> _RECORDED INFORMATION_:
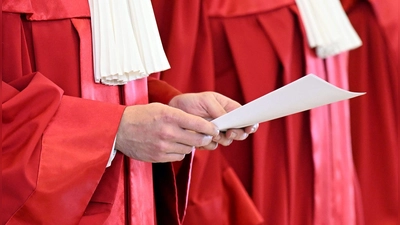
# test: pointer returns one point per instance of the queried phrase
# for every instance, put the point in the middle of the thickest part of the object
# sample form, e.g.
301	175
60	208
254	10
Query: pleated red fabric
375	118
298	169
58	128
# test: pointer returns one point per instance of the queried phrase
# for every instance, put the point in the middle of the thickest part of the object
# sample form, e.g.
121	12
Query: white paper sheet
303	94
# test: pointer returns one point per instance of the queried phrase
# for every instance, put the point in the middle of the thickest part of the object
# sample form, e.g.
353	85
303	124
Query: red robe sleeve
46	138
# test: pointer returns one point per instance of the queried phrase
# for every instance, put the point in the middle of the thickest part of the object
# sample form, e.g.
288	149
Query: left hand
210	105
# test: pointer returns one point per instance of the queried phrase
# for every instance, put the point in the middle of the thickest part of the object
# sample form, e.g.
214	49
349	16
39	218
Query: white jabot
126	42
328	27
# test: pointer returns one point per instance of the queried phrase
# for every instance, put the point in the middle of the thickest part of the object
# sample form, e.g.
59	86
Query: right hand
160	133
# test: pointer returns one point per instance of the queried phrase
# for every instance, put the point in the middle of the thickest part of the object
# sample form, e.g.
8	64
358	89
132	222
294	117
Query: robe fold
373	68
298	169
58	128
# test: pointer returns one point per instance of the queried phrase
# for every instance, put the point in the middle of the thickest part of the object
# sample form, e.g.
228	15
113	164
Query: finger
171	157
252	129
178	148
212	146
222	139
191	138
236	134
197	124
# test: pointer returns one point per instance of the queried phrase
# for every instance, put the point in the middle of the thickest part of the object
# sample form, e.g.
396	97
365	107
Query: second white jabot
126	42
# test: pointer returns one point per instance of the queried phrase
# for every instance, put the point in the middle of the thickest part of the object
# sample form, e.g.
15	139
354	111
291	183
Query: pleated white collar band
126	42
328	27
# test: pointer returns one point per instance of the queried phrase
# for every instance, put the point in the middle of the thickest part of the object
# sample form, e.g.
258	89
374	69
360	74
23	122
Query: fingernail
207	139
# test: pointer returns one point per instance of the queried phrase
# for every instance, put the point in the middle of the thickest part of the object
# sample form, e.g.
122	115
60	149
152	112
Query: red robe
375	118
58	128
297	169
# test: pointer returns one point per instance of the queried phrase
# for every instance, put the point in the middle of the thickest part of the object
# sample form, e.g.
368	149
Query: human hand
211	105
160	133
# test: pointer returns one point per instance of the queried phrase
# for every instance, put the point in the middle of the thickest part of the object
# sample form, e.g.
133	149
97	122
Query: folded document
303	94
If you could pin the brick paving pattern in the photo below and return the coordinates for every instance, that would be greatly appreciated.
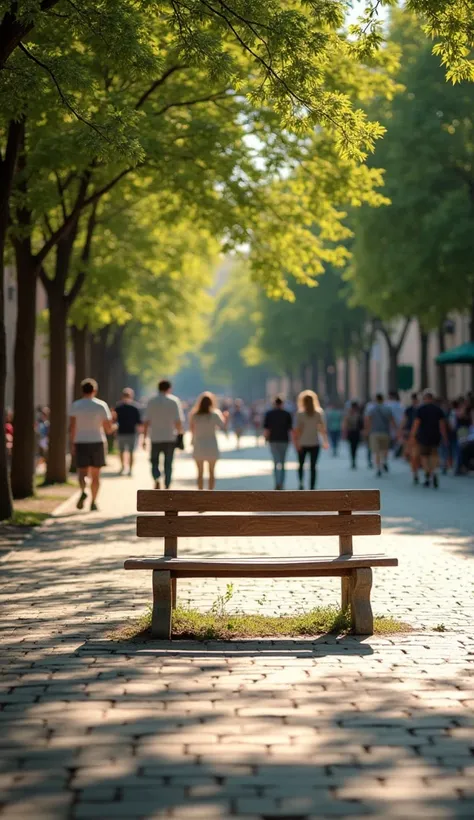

> _TRY IT_: A verbatim copy of every record is to be produced, and pictures are to be excluded from it.

> _TASK RESULT_:
# test: pointer returns one point per instance of the queried phrase
# for every instance, put the point in the middle of the thickest part of the object
# sample form, e.g.
301	175
60	208
254	10
Query: pleated red fabric
375	118
298	169
58	128
# test: pointer returns one point per instance of the queried phrase
# for every instance, put the point in the middle of the thickest part of the object
# sample form, e.g.
121	12
Query: white paper sheet
303	94
# test: pointer returns one point per instance of the queried phrase
# for every instance, put the point in the middle of the thickest part of the object
# sample form, e.g.
353	85
303	124
Query: red robe sleeve
46	138
# test: pointer returns one point per instance of the queried phrase
# for every instance, put the point in the middle of the thickest part of the object
# sample form, e.g.
288	149
Query: left hand
210	105
# test: pointer returns one point per instance of the queried phrase
# for every instance, put the point in the middle of the thickest part of the object
# sample form, e.g.
214	49
349	16
39	218
Query: white jabot
126	42
328	27
# test: pointer returns one point per instance of the queried phrase
# for every instance, put the point in the middle of the thickest part of the object
# sample form, e.g.
59	86
Query: right hand
160	133
# test: pointer returns one point per instance of the queried phrase
# for every instance, put the point in the middle of the thickest part of the object
# sample form, e.g.
8	64
358	89
132	222
294	117
Query: robe fold
373	68
298	169
58	128
# test: pointer returns one point per instance of the queried phrase
# for every instance, put the point in the middle of the thickest part of the object
# sample form, e.g.
228	15
113	164
Query: finger
171	157
252	129
178	148
212	146
222	139
191	138
236	134
197	124
# test: pointer returns one point per instance of the queried phrase
# for every instance, put the point in the middle of the thickest part of the object
# sample form, e.g.
396	97
365	107
Query: second white jabot
126	42
# test: pointer returns one point per instance of the queried phrase
# for every instance, put the point in the middle of the thickest part of the object
# sample form, e.g.
15	139
354	111
291	183
Query: pleated white collar band
126	42
328	27
# test: pointer returns one point per instance of the queried phrase
# for every instance, put the point in the middle of the thickest part of the object
# sample form, e.g.
258	89
374	69
360	74
23	122
Query: fingernail
207	139
# test: pointer returns one point per instance of the queried phrase
# for every instance, put the point in the middle of the thickest part of the object
# sample form, e.g.
122	115
60	149
152	112
Query: red robe
375	118
58	128
297	169
# test: pointer returns one point per instance of the queried phrase
# for every instance, put the point in the middle of the thickest part of the object
# sample form, e.g.
368	149
Query: human hand
211	105
160	133
# test: pointer returns one point per instance of the queried phrase
# for every instance, put the point in the middle of the thickest part of the object
# sample form, e.g.
133	149
97	122
Query: folded document
303	94
If you could pin the brick paving pattern in the photo below and return the coordinates for every instance, that would be greatly appreciated.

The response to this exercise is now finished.